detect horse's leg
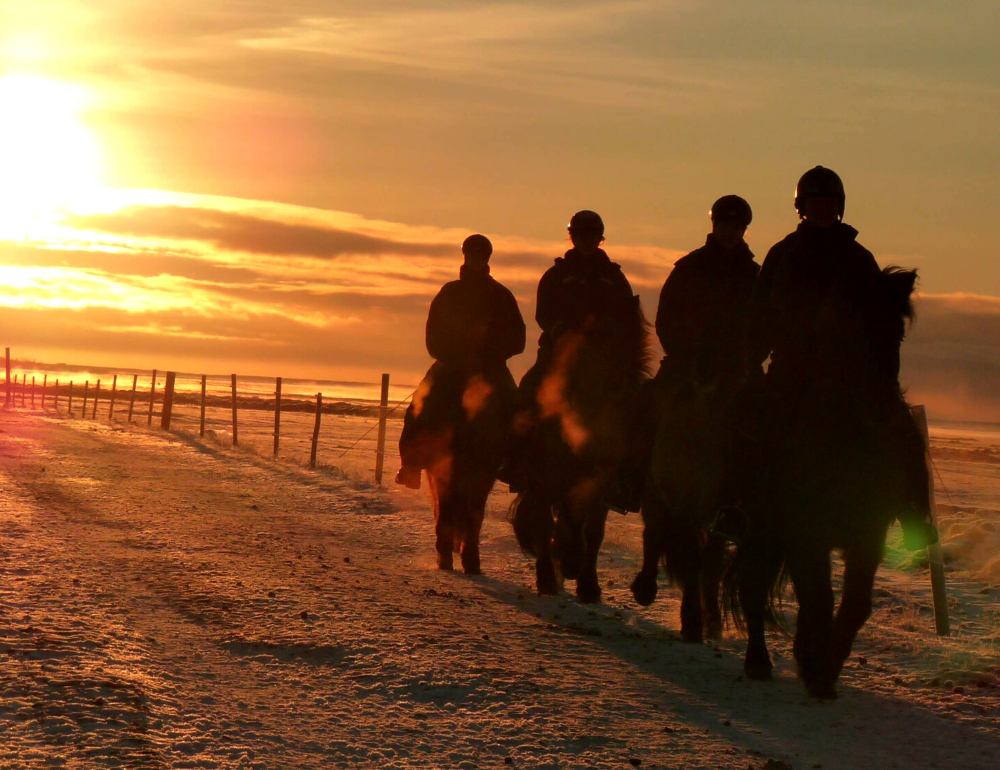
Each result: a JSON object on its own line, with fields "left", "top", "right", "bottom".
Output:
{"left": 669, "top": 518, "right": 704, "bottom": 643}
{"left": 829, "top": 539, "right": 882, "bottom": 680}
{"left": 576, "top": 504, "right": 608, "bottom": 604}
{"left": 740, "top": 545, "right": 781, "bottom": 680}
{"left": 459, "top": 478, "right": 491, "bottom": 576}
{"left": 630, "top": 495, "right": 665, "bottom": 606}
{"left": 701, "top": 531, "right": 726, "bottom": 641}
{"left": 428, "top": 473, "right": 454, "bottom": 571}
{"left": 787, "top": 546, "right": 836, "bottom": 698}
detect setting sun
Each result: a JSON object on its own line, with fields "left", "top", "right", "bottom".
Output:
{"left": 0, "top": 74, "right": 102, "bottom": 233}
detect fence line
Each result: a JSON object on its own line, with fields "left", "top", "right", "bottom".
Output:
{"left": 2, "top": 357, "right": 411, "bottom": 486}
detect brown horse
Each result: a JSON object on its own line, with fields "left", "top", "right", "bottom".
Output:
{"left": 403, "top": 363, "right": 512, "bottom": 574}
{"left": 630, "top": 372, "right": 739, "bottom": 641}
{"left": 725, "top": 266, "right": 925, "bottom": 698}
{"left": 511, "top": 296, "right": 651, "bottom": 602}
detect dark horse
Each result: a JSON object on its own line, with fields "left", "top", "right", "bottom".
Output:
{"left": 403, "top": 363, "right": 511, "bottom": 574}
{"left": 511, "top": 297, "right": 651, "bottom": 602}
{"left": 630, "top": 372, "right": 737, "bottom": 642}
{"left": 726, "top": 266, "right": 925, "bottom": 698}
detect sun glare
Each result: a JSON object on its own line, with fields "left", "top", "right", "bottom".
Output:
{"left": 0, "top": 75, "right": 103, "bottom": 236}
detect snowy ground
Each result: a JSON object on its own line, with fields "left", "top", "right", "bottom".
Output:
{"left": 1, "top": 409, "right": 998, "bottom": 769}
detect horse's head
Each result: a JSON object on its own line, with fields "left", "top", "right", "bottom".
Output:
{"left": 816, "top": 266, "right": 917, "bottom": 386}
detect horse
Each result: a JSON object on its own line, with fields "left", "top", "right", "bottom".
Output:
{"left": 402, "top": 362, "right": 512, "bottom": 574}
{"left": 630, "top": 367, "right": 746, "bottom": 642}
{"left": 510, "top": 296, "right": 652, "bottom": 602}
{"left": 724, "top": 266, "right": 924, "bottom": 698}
┄┄┄┄┄┄┄┄┄┄
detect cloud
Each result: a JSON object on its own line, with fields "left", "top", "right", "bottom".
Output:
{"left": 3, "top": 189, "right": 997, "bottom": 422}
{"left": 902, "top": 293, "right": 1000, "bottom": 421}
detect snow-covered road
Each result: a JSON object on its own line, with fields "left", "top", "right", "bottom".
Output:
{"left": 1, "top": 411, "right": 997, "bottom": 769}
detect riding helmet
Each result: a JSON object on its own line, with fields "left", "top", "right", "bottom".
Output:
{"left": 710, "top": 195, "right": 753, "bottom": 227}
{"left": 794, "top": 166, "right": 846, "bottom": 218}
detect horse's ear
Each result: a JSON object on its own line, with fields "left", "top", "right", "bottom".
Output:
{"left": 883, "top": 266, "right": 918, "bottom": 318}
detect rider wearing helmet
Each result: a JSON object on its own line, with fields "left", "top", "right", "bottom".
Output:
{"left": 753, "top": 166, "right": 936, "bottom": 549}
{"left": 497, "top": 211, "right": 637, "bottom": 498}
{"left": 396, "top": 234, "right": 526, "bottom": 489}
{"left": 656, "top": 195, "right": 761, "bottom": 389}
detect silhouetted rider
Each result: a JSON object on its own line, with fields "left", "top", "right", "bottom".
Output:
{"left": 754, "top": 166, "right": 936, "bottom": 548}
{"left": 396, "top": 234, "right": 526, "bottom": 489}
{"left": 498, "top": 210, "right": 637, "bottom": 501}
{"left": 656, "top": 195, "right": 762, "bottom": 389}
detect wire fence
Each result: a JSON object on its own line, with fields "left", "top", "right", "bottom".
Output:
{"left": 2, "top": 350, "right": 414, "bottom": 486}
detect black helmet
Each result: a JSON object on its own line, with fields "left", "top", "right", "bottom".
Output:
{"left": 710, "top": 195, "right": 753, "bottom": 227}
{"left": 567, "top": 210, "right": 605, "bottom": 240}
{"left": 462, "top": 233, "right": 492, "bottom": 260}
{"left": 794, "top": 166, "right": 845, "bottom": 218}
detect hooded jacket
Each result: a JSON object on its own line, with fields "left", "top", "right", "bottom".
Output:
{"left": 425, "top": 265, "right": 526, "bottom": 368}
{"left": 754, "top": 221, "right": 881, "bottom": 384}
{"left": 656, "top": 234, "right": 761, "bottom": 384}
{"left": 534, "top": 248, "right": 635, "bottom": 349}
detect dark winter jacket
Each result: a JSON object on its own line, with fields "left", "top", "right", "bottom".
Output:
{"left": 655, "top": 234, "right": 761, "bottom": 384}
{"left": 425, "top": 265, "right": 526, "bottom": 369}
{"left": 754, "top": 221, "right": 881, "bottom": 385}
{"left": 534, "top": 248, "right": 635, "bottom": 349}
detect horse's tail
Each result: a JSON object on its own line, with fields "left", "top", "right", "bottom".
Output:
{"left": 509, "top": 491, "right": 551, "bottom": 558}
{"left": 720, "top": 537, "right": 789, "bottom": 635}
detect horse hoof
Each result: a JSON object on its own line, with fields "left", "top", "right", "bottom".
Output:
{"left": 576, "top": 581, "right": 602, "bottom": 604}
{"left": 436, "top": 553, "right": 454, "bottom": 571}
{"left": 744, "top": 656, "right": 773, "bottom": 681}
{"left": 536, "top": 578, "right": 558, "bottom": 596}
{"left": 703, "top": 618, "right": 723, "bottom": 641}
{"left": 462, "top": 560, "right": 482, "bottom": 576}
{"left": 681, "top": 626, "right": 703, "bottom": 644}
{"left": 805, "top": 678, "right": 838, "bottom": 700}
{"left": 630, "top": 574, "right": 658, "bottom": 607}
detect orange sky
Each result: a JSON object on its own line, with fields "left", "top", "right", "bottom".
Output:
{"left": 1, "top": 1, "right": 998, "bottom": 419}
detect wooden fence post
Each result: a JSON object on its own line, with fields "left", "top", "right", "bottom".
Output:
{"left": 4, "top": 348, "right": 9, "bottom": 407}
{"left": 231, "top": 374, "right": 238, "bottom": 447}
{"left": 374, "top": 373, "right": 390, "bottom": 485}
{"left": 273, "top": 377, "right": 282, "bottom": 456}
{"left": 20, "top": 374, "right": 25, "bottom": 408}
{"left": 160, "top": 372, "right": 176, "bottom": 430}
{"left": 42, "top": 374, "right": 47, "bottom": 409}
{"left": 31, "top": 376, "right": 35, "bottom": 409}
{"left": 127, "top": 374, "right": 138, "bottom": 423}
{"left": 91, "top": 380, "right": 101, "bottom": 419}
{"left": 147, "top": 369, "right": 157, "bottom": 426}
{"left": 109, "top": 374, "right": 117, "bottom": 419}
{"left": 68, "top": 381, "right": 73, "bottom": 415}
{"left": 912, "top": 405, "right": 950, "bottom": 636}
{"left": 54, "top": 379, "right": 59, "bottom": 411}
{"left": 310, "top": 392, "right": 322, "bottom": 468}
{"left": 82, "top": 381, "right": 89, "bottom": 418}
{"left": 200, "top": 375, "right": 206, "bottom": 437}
┄┄┄┄┄┄┄┄┄┄
## EXERCISE DIRECTIONS
List the lines of the entries that include "fence".

## EXERCISE RESPONSE
detect fence line
detect wire fence
detect wooden fence post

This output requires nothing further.